Records from a dataset:
══════════

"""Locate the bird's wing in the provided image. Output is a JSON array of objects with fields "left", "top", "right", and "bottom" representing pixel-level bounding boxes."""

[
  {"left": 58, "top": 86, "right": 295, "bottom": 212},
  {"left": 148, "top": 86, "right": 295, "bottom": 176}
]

══════════

» Exercise prompt
Reproduce each entry precisely, so that nothing differs from the original.

» Answer box
"""Locate the bird's wing in the provided image. Output is a JSON array of objects with fields "left", "top", "right", and "bottom" representing pixel-level bounding boxes."""

[
  {"left": 58, "top": 86, "right": 295, "bottom": 212},
  {"left": 148, "top": 86, "right": 295, "bottom": 176}
]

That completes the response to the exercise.